◆ **Task brief**:
Copy the records from the start through the line with "M391 189L389 182L386", including that line, replacing "compact" with "short" and changing nothing else. Leave the pictures out.

━━━━━━━━━━━━━━━━━━━━━━━━━━━━━━

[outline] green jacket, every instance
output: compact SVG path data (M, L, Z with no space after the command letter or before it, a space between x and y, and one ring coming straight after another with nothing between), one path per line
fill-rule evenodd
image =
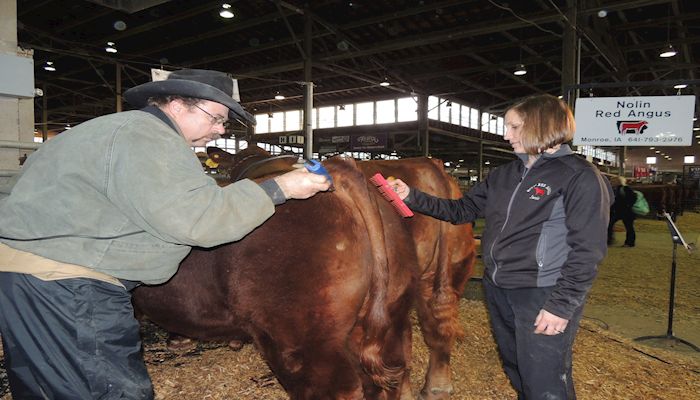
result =
M127 111L80 124L27 159L0 200L0 241L161 283L191 246L239 240L267 220L267 193L250 180L217 186L165 114Z

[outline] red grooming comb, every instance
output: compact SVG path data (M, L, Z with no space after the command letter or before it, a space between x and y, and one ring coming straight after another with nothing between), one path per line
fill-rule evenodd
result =
M391 189L389 182L386 181L382 174L377 172L373 177L369 178L369 181L377 187L379 193L381 193L385 199L389 200L389 203L394 206L394 209L400 216L404 218L413 216L413 211L411 211L406 203L401 200L399 195Z

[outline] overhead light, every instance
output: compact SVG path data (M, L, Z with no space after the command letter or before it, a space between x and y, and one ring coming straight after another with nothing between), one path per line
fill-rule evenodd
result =
M114 47L114 42L107 42L107 47L105 47L107 53L116 53L117 48Z
M515 71L513 71L513 75L515 76L523 76L525 74L527 74L527 69L525 69L525 65L523 64L518 64L515 67Z
M226 19L231 19L235 15L233 14L233 11L231 11L231 5L228 3L224 3L221 5L221 11L219 11L219 15L221 18L226 18Z
M661 49L661 52L659 53L659 57L669 58L669 57L675 56L676 54L678 54L678 53L676 53L676 50L673 48L673 46L671 44L669 44L668 46Z

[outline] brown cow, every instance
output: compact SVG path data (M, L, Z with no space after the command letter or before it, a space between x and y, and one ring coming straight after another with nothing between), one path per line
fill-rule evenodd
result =
M402 176L437 195L456 190L439 164L402 163L403 169L396 162L362 169ZM470 227L423 216L403 220L368 191L353 161L324 165L335 192L278 207L238 243L193 250L166 285L137 290L135 304L172 332L252 338L292 398L410 399L408 309L418 281L431 348L423 395L448 398L457 299L474 257ZM412 181L415 169L423 175Z
M239 242L194 249L169 282L137 289L134 304L184 336L252 339L293 399L396 397L413 268L389 276L387 250L392 259L415 250L410 238L385 245L354 161L324 165L334 192L278 206Z
M445 173L438 159L367 161L361 162L360 168L366 177L381 172L385 177L400 177L409 186L439 197L462 196L457 182ZM449 398L450 354L455 339L463 334L458 324L459 298L472 274L476 256L472 226L453 225L420 214L403 219L386 201L378 202L387 242L395 243L392 234L408 230L418 257L414 271L418 283L416 309L430 350L421 396L431 400ZM404 385L408 385L407 380ZM409 389L404 386L405 390Z

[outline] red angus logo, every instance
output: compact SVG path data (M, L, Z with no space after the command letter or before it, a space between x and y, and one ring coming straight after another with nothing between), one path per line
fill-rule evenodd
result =
M527 193L530 194L529 199L539 200L544 196L548 196L550 193L552 193L552 188L546 183L540 182L530 186L527 189Z
M639 135L644 133L647 129L649 123L647 121L617 121L617 131L624 135L626 133L633 133Z

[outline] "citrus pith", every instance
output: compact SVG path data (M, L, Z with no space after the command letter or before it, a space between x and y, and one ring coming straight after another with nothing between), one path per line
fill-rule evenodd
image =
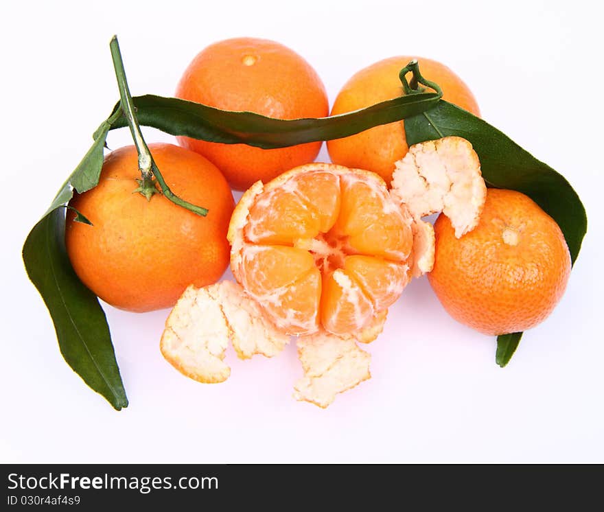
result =
M525 331L560 300L570 256L555 221L528 196L489 189L478 226L456 238L441 215L428 276L455 319L487 334Z

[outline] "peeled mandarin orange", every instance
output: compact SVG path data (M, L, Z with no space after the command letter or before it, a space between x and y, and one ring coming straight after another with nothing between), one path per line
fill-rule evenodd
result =
M351 335L408 281L411 223L377 174L307 164L244 194L229 226L231 269L282 331Z

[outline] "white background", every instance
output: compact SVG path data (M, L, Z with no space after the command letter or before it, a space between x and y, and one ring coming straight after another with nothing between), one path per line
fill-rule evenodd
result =
M12 2L2 53L2 462L604 462L601 8L596 2ZM600 10L599 12L595 12ZM456 323L425 278L368 349L373 377L327 410L295 402L295 347L203 385L159 350L167 310L106 307L130 405L114 411L63 362L27 281L27 232L118 98L119 36L133 94L171 95L213 41L253 36L303 55L333 102L354 72L397 54L446 63L483 117L561 172L589 231L566 294L508 367ZM172 138L146 130L148 141ZM112 132L111 147L130 143ZM327 159L325 148L319 159Z

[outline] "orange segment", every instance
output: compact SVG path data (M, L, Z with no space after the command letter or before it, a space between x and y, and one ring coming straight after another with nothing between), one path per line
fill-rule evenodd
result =
M279 187L256 198L245 235L250 242L291 245L298 238L314 238L319 226L314 209L293 190Z
M394 303L409 282L406 265L371 256L347 257L344 270L360 285L377 311Z
M246 245L242 256L246 288L254 295L291 284L314 268L311 254L295 247Z
M360 254L405 260L413 242L410 222L386 187L377 179L354 176L342 176L341 183L340 213L334 230L349 237L350 247Z
M309 334L318 329L321 297L321 272L313 268L259 302L278 327L289 334Z
M334 334L349 334L364 327L373 315L373 306L358 283L342 269L323 279L321 323Z
M330 172L309 172L292 181L296 191L318 217L319 231L329 231L340 213L340 176Z
M235 278L283 332L360 332L406 285L412 218L377 174L296 167L255 184L229 226Z

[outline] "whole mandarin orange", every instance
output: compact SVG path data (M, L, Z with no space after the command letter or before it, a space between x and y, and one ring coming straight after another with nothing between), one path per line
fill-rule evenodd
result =
M163 195L139 193L134 146L105 159L99 184L70 201L92 226L68 215L67 253L82 281L106 302L145 312L172 306L189 284L218 281L229 264L226 231L234 203L218 169L203 156L173 144L149 148L177 196L207 208L202 217Z
M253 38L227 39L200 52L183 75L176 96L283 119L323 117L329 112L325 87L308 62L283 45ZM216 164L237 190L313 161L321 146L264 150L185 137L178 140Z
M530 198L489 189L478 225L456 238L434 224L428 279L448 312L486 334L525 331L552 312L566 288L570 255L560 228Z
M375 62L353 75L340 91L332 115L364 108L403 95L399 72L415 57L392 57ZM443 99L479 115L474 97L467 86L448 67L436 60L417 58L421 74L436 82ZM376 172L390 183L394 164L409 149L404 121L375 126L356 135L327 141L332 161L340 165Z

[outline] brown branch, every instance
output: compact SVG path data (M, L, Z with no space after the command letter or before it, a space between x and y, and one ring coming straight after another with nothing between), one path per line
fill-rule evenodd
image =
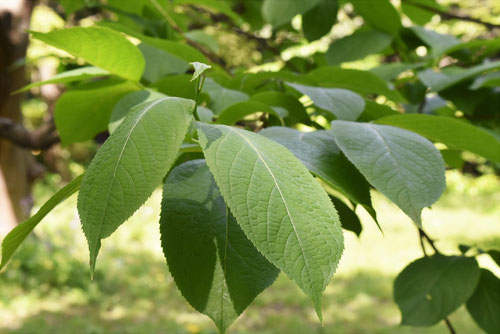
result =
M59 136L55 132L52 121L34 131L28 131L23 125L6 117L0 117L0 138L33 150L45 150L59 142Z
M208 14L210 16L210 19L212 20L213 23L225 23L231 28L236 34L245 37L248 40L253 40L257 43L258 45L258 50L269 50L271 51L274 55L278 56L281 58L281 51L271 45L269 43L269 40L264 37L257 36L250 31L245 31L241 29L237 24L235 24L230 17L224 14L215 14L209 10L206 10L202 7L196 6L196 5L188 5L188 7L194 9L195 11L202 13L202 14Z
M427 10L429 12L438 14L439 16L441 16L442 19L445 19L445 20L461 20L461 21L474 22L477 24L482 24L489 29L500 28L500 24L485 22L483 20L477 19L475 17L470 17L468 15L458 15L458 14L449 13L449 12L446 12L444 10L434 8L434 7L431 7L431 6L422 4L422 3L413 2L412 0L402 0L402 2L405 2L405 3L412 5L412 6L415 6L415 7L419 7L421 9Z
M184 31L181 29L181 27L179 27L179 25L174 21L174 19L172 19L172 17L165 11L165 9L163 9L163 7L156 0L149 0L149 1L153 4L153 6L155 6L155 8L158 10L158 12L163 16L163 18L167 21L167 23L172 27L172 29L174 29L179 35L181 35L181 37L186 41L186 43L188 43L193 48L195 48L198 51L200 51L201 53L203 53L203 55L205 57L207 57L210 61L218 64L228 74L230 74L230 75L232 74L231 71L229 71L229 69L227 68L226 62L224 61L224 59L217 56L215 53L211 52L210 50L208 50L207 48L205 48L203 45L199 44L198 42L187 38L184 35Z

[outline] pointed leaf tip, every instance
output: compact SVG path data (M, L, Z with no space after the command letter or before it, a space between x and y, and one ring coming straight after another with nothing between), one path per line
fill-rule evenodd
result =
M229 126L197 127L207 165L238 224L311 297L321 318L321 295L344 248L328 195L280 144Z
M190 64L193 65L193 67L194 67L193 77L191 78L190 81L194 81L194 80L198 79L198 77L200 75L202 75L205 71L212 68L212 66L210 66L210 65L199 63L199 62L193 62Z

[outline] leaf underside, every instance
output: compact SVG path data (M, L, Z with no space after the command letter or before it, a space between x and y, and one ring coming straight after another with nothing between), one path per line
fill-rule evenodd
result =
M321 319L321 294L343 250L342 229L327 194L272 140L224 125L198 122L197 127L208 167L237 222L312 298Z
M162 248L186 300L221 333L279 270L246 238L204 160L170 172L163 189Z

━━━━━━━━━━━━━━━━━━━━━━━━━━━━━━

◆ **Written answer**:
[outline] green jacket, every instance
output: short SVG path data (M, L, Z with no space after the command letter or before it, a space between x and y, and one ring coming straight after another with nothing between), one path per line
fill-rule evenodd
image =
result =
M127 111L80 124L27 159L0 200L0 241L161 283L191 246L239 240L267 220L267 193L250 180L217 186L165 114Z

[outline] red grooming comb, every instance
output: short SVG path data (M, L, Z with no space after the command letter or before it, a space between x and y, and one ring coming straight after another with nothing between), one path per line
fill-rule evenodd
result =
M391 189L389 182L386 181L382 174L377 172L373 177L369 178L369 181L377 187L379 193L381 193L385 199L389 200L389 203L394 206L394 209L400 216L404 218L413 216L413 211L411 211L406 203L401 200L399 195Z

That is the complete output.